*** Begin section ***

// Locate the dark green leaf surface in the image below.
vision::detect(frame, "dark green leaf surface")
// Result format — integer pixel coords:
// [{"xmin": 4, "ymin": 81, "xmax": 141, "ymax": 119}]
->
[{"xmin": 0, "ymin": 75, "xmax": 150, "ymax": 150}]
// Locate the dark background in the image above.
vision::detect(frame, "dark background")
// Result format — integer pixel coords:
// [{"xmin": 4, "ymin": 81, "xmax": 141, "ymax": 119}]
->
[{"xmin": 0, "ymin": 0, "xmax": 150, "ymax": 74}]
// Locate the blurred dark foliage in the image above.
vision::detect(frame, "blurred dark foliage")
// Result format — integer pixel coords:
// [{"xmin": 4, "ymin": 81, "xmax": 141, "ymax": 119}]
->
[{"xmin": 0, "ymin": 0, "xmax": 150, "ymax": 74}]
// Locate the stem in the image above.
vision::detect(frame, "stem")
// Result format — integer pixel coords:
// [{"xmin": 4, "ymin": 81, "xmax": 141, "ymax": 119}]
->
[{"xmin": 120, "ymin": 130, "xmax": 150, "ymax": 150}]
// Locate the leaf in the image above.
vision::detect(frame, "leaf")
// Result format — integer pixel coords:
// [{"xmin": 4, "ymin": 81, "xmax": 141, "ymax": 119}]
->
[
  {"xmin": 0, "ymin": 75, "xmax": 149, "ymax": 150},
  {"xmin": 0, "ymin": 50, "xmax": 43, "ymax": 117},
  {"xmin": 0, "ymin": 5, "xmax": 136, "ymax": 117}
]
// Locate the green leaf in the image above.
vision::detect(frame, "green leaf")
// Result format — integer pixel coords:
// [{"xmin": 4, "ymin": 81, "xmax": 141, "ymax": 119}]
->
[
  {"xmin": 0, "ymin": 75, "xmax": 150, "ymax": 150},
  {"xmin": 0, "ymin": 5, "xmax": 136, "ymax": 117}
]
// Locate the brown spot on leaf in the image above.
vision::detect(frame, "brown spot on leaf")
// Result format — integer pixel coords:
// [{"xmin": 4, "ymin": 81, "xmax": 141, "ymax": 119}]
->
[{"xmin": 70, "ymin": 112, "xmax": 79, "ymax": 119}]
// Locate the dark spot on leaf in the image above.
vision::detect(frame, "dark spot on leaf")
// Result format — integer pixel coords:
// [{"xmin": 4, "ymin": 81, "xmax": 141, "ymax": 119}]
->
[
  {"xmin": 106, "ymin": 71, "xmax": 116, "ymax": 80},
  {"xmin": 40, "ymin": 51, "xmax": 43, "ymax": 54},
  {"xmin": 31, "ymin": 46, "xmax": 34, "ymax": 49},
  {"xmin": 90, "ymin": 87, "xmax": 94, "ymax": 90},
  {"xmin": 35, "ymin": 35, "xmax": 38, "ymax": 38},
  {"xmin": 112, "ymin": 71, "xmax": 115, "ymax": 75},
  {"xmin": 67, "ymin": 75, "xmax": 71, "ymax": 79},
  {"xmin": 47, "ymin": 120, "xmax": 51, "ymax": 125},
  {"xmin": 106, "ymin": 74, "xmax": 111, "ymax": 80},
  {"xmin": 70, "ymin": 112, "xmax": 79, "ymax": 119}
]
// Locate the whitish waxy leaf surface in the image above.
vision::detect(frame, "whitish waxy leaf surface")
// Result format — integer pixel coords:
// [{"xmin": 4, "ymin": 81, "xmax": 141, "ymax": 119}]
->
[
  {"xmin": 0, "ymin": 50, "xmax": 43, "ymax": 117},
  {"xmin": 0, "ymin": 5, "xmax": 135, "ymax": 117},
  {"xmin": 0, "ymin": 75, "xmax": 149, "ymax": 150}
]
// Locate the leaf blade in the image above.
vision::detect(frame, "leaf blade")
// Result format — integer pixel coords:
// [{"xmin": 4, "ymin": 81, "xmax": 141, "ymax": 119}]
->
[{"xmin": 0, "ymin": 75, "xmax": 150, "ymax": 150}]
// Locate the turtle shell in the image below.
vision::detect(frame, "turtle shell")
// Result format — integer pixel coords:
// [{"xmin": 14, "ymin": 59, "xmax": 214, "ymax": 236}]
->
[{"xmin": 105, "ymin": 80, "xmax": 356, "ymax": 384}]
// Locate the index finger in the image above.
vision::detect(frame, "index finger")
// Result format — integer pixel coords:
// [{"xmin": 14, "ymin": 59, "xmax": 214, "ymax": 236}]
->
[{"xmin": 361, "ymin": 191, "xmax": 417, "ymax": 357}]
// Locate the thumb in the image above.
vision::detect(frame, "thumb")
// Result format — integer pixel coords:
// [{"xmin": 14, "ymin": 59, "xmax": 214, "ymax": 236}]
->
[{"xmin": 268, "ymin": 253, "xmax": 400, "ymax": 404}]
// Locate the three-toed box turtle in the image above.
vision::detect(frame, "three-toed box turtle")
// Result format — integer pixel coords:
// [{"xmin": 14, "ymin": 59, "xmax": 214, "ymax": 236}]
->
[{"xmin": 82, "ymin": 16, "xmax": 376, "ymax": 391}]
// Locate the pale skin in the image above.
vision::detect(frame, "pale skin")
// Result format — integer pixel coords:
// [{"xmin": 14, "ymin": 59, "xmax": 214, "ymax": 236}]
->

*** End section ***

Exercise requirements>
Transcribe all of the data so that each line matches the source exactly.

Response area>
// Locate the dark green leaf surface in the image below.
vision::detect(frame, "dark green leaf surface")
// Result format — integer pixel coords:
// [{"xmin": 4, "ymin": 81, "xmax": 141, "ymax": 119}]
->
[{"xmin": 0, "ymin": 75, "xmax": 150, "ymax": 150}]
// Locate the dark background in the image above.
vision::detect(frame, "dark background")
// Result format — integer pixel coords:
// [{"xmin": 4, "ymin": 81, "xmax": 141, "ymax": 119}]
->
[{"xmin": 0, "ymin": 0, "xmax": 150, "ymax": 74}]
// Locate the blurred dark foliage in the image above.
vision::detect(frame, "blurred dark foliage")
// Result format — integer pixel coords:
// [{"xmin": 4, "ymin": 81, "xmax": 141, "ymax": 119}]
->
[{"xmin": 0, "ymin": 0, "xmax": 150, "ymax": 74}]
// Locate the stem in the image above.
vision::detect(frame, "stem")
// Result format — integer pixel coords:
// [{"xmin": 4, "ymin": 81, "xmax": 141, "ymax": 119}]
->
[{"xmin": 120, "ymin": 130, "xmax": 150, "ymax": 150}]
// Locate the leaf in the image above.
vision::detect(frame, "leaf")
// Result format — integer pixel coords:
// [{"xmin": 4, "ymin": 81, "xmax": 141, "ymax": 119}]
->
[
  {"xmin": 0, "ymin": 75, "xmax": 149, "ymax": 150},
  {"xmin": 0, "ymin": 50, "xmax": 43, "ymax": 117},
  {"xmin": 0, "ymin": 5, "xmax": 136, "ymax": 117}
]
// Locate the green leaf in the image above.
vision::detect(frame, "green leaf")
// Result format — integer pixel coords:
// [{"xmin": 4, "ymin": 81, "xmax": 141, "ymax": 119}]
->
[
  {"xmin": 0, "ymin": 75, "xmax": 150, "ymax": 150},
  {"xmin": 0, "ymin": 5, "xmax": 136, "ymax": 117}
]
// Locate the brown spot on leaf in the image above.
vision::detect(frame, "brown spot on leaf")
// Result format — integer pixel coords:
// [{"xmin": 4, "ymin": 81, "xmax": 141, "ymax": 119}]
->
[{"xmin": 70, "ymin": 112, "xmax": 79, "ymax": 119}]
// Locate the dark spot on leaf in the image above.
vision::detect(frame, "dark spot on leaf")
// Result format — integer pixel coords:
// [{"xmin": 4, "ymin": 81, "xmax": 141, "ymax": 119}]
->
[
  {"xmin": 106, "ymin": 71, "xmax": 116, "ymax": 80},
  {"xmin": 40, "ymin": 51, "xmax": 43, "ymax": 54},
  {"xmin": 31, "ymin": 46, "xmax": 34, "ymax": 49},
  {"xmin": 90, "ymin": 87, "xmax": 94, "ymax": 90},
  {"xmin": 35, "ymin": 35, "xmax": 38, "ymax": 38},
  {"xmin": 112, "ymin": 71, "xmax": 115, "ymax": 75},
  {"xmin": 67, "ymin": 75, "xmax": 71, "ymax": 79},
  {"xmin": 47, "ymin": 120, "xmax": 51, "ymax": 125},
  {"xmin": 106, "ymin": 74, "xmax": 111, "ymax": 80},
  {"xmin": 70, "ymin": 112, "xmax": 79, "ymax": 119}
]
// Locate the whitish waxy leaf surface in the image above.
vision::detect(frame, "whitish waxy leaf surface")
// Result format — integer pixel coords:
// [{"xmin": 4, "ymin": 81, "xmax": 141, "ymax": 119}]
->
[
  {"xmin": 0, "ymin": 50, "xmax": 43, "ymax": 117},
  {"xmin": 0, "ymin": 5, "xmax": 135, "ymax": 117},
  {"xmin": 0, "ymin": 75, "xmax": 149, "ymax": 150}
]
// Locate the leaf blade in the image above.
vision::detect(frame, "leaf blade")
// Result format — integer pixel coords:
// [{"xmin": 4, "ymin": 81, "xmax": 141, "ymax": 119}]
->
[{"xmin": 0, "ymin": 75, "xmax": 150, "ymax": 150}]
// Locate the turtle shell in the image below.
vision::detect(frame, "turtle shell")
// Result format — integer pixel coords:
// [{"xmin": 14, "ymin": 59, "xmax": 214, "ymax": 236}]
->
[{"xmin": 105, "ymin": 80, "xmax": 356, "ymax": 384}]
// Locate the index finger in the image above.
vision::detect(frame, "index finger")
// Result format — integer pixel coords:
// [{"xmin": 14, "ymin": 59, "xmax": 214, "ymax": 236}]
->
[{"xmin": 361, "ymin": 191, "xmax": 417, "ymax": 357}]
// Locate the thumb in the image above.
vision::detect(frame, "thumb")
// Result format — integer pixel coords:
// [{"xmin": 14, "ymin": 59, "xmax": 214, "ymax": 236}]
->
[{"xmin": 268, "ymin": 253, "xmax": 400, "ymax": 404}]
// Locate the three-toed box turtle in the image above.
vision::detect(frame, "three-toed box turtle")
// Result format — integer pixel coords:
// [{"xmin": 14, "ymin": 59, "xmax": 214, "ymax": 236}]
->
[{"xmin": 82, "ymin": 16, "xmax": 376, "ymax": 391}]
// Locate the pale skin in the image above.
vision::detect(frame, "pale skin")
// Result format — integer pixel coords:
// [{"xmin": 14, "ymin": 59, "xmax": 214, "ymax": 236}]
->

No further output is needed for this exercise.